▶ Exercise instructions:
• 1. From the passage on Mexican trios matches, list every wrestler or wrestling team named.
• 2. Proceed with the passage on Mexican trios matches, continuing right after its last sentence.

▶ Passage provided:

The most common match in modern Mexican wrestling is the three person versus three person match. The match type dates back to the 50s, and often was used as the main event on shows without a major singles match. It exploded in popularity in the 1980s. El Santo suffered a heart attack wrestling (the not yet) Los Misionerios de la Muerte and inadvertently made the idea of set three man lineups a popular thing. Many other teams followed as the match type rose to dominance. 3v3 matches have lessened slightly in more recent years, with the increased influence of US and Japanese style lineups and match types, but it’s still the most common match type to see. The 3v3 matches are commonly referred to as “trios” matches, but the match type itself is technically called “relevos australianos.” The reasoning for the name had been mostly forgotten and instead guessed at. Maybe it was literally taken from seeing it in Australia. Maybe it was somehow inspired by the Fabulous Kangaroos, even though they were 2v2 team. People have asked me through the years and I’ve never been completely sure, and neither have been other people I’ve asked.

▶ Available data:
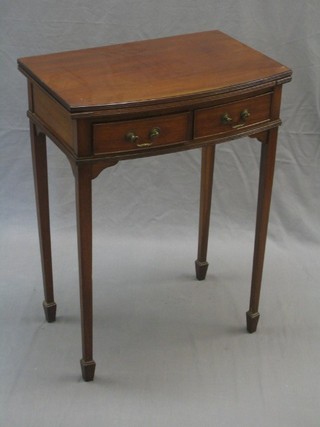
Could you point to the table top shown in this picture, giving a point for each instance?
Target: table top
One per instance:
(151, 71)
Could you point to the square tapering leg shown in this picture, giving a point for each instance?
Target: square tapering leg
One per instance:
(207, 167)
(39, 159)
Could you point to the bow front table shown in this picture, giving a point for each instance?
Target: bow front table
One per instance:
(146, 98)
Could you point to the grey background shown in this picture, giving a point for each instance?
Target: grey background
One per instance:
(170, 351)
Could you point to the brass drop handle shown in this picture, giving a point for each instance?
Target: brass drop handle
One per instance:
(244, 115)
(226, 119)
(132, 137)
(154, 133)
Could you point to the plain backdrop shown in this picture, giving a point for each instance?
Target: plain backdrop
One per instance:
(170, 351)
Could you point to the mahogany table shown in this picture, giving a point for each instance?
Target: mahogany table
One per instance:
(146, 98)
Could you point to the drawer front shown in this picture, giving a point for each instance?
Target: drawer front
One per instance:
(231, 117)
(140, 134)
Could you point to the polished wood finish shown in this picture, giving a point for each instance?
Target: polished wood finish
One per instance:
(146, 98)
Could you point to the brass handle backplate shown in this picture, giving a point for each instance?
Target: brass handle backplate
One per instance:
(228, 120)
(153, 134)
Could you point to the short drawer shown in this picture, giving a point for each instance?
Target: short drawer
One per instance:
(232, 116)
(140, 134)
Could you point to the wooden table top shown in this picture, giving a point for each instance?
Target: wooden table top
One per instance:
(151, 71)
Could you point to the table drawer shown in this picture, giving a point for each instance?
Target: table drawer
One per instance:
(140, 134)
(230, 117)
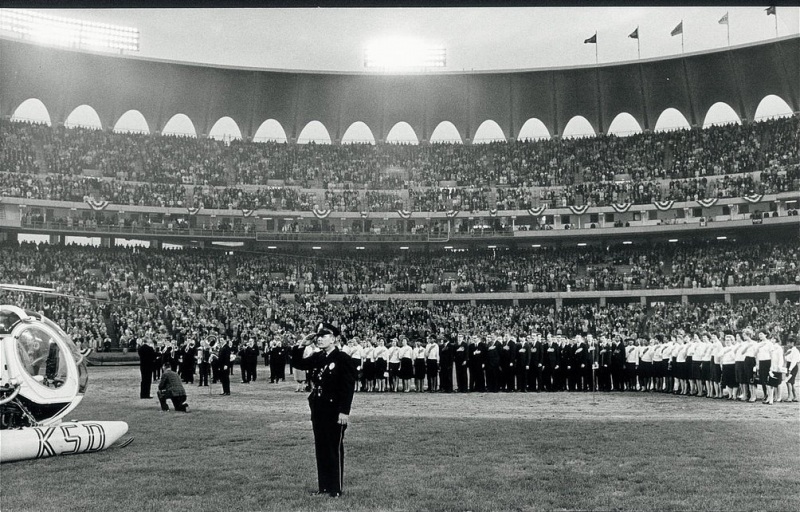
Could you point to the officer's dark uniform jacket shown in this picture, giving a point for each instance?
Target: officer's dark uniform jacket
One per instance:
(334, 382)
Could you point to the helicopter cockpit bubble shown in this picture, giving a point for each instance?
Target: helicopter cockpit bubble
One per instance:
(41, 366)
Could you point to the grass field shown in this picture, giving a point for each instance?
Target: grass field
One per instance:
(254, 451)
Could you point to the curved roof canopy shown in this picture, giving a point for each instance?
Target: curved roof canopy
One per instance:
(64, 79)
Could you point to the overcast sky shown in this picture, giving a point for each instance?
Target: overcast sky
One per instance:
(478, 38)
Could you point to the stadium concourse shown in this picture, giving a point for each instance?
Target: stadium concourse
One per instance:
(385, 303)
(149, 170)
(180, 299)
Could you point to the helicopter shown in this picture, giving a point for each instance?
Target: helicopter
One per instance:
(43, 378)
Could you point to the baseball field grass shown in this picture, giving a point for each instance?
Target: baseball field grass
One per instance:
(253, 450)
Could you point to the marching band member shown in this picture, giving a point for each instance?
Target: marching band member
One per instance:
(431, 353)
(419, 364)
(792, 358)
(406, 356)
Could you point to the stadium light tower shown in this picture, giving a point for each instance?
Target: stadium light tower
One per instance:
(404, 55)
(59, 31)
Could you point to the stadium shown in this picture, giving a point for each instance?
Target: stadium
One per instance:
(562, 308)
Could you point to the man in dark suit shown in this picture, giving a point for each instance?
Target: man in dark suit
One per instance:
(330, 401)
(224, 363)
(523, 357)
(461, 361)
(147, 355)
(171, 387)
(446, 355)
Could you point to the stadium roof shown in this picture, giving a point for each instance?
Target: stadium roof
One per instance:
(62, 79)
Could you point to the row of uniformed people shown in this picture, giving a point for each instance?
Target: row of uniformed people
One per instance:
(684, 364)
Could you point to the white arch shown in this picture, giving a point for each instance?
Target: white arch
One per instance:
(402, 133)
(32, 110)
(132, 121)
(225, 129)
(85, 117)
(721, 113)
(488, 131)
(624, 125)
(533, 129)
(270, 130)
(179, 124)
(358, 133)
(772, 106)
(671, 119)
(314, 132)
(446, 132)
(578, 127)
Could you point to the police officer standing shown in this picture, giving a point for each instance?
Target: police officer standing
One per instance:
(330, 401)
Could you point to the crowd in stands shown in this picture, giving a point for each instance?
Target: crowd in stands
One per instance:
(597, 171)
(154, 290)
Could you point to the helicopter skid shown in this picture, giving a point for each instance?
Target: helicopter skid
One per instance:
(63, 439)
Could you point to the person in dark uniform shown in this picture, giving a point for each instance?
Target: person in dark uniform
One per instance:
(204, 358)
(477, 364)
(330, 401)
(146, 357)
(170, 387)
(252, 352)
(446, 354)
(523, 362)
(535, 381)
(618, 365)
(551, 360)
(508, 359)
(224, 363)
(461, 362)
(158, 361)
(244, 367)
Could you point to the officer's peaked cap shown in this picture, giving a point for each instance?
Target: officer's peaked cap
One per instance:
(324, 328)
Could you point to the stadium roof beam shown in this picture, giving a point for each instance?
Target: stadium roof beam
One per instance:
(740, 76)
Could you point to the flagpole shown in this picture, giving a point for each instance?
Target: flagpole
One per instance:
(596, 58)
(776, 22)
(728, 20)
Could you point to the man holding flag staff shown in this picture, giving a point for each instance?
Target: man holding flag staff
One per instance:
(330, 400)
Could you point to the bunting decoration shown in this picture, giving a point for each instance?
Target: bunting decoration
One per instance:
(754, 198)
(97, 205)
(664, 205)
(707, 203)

▶ Solved tasks:
• 1. El Santo, Los Misionerios de la Muerte, the Fabulous Kangaroos

• 2.
Clinch 225, an August 1956 magazine recently republished digitally by Box y Lucha, offers a contemporary answer. It also turns out to be a bit dumb. Relevos Australianos is Relevos Australianos because…someone just thought it was a cool exotic name to market a match. There is no reason beyond that; they’re Relevos Australianos for the same reason they’re Royal Rumbles, it was just a marketing slogan to sell a show. It’s hard to imagine now, but this was a point in Mexican wrestling where fans had never seen something as wild as “three people on one team against three people on another team”, and someone thought it needed a special name to hype this foreign concept. The someone was Televicentro promoter Jesus Garza Hernandez, who was looking for a way to hype up a match on their March 15, 1952 show. Medico Asesino, El Bulldog, and Lobo Negro defeated Tonina Jackson, Abel Krim, and Gorilita Flores in the first-ever Relevos Australianos match. “Australianos” was chosen to make it come off like a foreign idea coming into Mexico, no different than booking a masked man as being from another country.
Three versus three matches had been done before; that was taken to Mexico from the United States. The first relevos australianos were done with the same rules as 2v2 tag matches at the time, and what we think of as elimination rules now; the match simply kept going until everyone is defeated. Televicentro promoted their special relevos australianos again in April and June. On July 1st, EMLL’s Salvador Lutteroth promoted their first relevos australianos, keeping the name. It’s Lutteroth who came up with “Captain’s Rules”: a fall can be won by beating the captain of the team or the other two members. According to Clinch 225, the first relevos australianos under those rules saw Cavernario Galindo, Black Shadow, and Murcielago Velazquez defeat Emilio Charles, Raul Torres, and Murcielago Velazquez. (Clinch 225 does list Velazquez on both teams; he’s probably actually just on the winning one.) Televicentro kept with their rules. EMLL survived and Televicentro did not, so their rules became the definite ones.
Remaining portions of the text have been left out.